------ Text for analysis ------

Đỗ Hữu Vị (17 February 1883 – 9 July 1916) was the first Vietnamese aviator and fighter pilot. He served in the French Army, rising to the rank of captain. He took part in the First World War and was killed at the Battle of the Somme.

==Biography==
Đỗ was born on February 17, 1883, in the Cholon district of Saigon, now a ward of Ho Chi Minh City, Vietnam, the fifth son of Đỗ Hữu Phương, who was the governor of Chợ Lớn. Đỗ gave his sons French education and sent them to study in Paris, to the Lycée Janson-de-Sailly then in preparatory classes at the Lycée Louis-le-Grand. Đỗ entered the Special Military School of Saint-Cyr on October 1, 1904, and joined the Centenary class of Austerlitz. He was the fourth Indochinese to enter the academy.

------

● About this task: Copy the passage on Đỗ Hữu Vị between "Đỗ Hữu Vị (17" and "enter the academy.", inclusive, substituting "school" for "academy".

------ Information ------

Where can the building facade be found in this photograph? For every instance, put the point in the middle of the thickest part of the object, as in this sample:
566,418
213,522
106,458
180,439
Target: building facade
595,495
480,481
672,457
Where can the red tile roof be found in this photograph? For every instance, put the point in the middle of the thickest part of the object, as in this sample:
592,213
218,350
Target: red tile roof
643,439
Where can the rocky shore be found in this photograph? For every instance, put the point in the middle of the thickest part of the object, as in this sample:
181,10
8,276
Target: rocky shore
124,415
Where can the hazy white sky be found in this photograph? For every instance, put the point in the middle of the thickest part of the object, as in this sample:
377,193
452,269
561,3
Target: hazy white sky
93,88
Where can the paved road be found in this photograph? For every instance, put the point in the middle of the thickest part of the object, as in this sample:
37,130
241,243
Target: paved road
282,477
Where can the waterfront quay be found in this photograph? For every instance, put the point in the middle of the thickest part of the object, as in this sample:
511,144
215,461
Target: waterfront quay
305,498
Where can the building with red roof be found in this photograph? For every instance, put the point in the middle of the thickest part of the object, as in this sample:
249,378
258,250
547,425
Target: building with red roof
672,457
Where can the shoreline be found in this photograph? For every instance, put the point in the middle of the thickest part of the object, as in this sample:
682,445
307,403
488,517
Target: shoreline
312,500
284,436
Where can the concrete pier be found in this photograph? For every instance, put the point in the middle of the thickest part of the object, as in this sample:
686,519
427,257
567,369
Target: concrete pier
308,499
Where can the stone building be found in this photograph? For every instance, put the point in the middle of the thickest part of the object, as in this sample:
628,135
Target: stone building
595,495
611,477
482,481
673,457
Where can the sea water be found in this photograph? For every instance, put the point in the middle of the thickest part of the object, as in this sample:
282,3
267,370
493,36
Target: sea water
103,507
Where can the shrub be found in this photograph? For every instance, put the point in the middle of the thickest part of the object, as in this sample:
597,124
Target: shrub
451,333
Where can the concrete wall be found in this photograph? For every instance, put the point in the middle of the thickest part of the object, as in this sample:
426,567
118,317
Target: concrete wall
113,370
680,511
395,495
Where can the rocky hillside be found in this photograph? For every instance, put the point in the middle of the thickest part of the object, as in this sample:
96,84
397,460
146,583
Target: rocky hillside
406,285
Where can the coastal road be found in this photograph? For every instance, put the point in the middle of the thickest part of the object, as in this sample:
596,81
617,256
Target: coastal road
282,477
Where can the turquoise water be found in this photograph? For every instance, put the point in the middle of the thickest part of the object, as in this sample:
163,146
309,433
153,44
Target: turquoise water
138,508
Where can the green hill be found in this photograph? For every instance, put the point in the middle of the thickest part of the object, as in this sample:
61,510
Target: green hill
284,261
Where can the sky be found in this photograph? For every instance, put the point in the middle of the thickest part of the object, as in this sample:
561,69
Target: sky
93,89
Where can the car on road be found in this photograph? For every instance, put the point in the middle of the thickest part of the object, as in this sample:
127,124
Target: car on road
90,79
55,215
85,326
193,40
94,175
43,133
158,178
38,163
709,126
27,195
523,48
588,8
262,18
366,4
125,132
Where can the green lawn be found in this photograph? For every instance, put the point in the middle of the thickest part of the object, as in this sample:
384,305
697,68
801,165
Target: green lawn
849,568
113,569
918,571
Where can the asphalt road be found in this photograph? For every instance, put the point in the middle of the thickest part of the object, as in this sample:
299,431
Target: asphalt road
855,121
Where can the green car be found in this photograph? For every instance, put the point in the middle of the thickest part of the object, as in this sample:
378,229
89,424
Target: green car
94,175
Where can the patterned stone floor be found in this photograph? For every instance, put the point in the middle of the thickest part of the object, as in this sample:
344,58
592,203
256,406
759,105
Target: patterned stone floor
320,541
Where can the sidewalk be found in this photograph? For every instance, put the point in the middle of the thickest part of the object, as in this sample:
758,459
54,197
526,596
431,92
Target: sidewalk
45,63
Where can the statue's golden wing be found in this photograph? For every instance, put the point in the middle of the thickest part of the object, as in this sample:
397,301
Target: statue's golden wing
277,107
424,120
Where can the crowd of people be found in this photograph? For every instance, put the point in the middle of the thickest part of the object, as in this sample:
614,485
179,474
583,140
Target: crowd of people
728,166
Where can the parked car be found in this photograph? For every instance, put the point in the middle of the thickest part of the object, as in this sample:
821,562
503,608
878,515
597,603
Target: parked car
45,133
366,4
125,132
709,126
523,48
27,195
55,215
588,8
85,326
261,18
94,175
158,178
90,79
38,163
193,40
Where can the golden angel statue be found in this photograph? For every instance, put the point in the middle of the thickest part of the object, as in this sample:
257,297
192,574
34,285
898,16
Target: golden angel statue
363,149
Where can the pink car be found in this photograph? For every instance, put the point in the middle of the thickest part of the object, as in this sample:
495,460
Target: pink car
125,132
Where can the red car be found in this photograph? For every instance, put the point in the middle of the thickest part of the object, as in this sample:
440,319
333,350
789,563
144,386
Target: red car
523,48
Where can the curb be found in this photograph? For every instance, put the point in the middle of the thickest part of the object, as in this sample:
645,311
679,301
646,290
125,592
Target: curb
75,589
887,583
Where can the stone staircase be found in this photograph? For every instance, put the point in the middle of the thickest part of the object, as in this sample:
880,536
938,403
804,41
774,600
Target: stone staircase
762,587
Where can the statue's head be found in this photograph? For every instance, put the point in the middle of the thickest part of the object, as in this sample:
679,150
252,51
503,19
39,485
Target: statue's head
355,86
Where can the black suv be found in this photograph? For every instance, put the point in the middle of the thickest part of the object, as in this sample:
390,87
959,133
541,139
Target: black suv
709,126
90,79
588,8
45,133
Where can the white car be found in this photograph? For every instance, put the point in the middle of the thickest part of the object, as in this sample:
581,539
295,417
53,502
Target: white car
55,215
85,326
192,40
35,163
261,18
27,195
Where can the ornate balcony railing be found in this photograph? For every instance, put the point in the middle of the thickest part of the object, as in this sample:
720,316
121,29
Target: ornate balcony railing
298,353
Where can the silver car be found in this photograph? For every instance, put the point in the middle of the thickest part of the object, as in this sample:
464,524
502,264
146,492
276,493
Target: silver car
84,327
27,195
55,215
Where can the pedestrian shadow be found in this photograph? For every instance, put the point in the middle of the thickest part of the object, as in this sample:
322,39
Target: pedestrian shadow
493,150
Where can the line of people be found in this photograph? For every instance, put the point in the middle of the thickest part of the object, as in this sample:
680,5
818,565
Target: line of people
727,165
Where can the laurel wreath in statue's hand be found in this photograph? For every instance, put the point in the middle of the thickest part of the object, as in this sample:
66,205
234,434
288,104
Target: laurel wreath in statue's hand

------

● Response below:
Đỗ Hữu Vị (17 February 1883 – 9 July 1916) was the first Vietnamese aviator and fighter pilot. He served in the French Army, rising to the rank of captain. He took part in the First World War and was killed at the Battle of the Somme.

==Biography==
Đỗ was born on February 17, 1883, in the Cholon district of Saigon, now a ward of Ho Chi Minh City, Vietnam, the fifth son of Đỗ Hữu Phương, who was the governor of Chợ Lớn. Đỗ gave his sons French education and sent them to study in Paris, to the Lycée Janson-de-Sailly then in preparatory classes at the Lycée Louis-le-Grand. Đỗ entered the Special Military School of Saint-Cyr on October 1, 1904, and joined the Centenary class of Austerlitz. He was the fourth Indochinese to enter the school.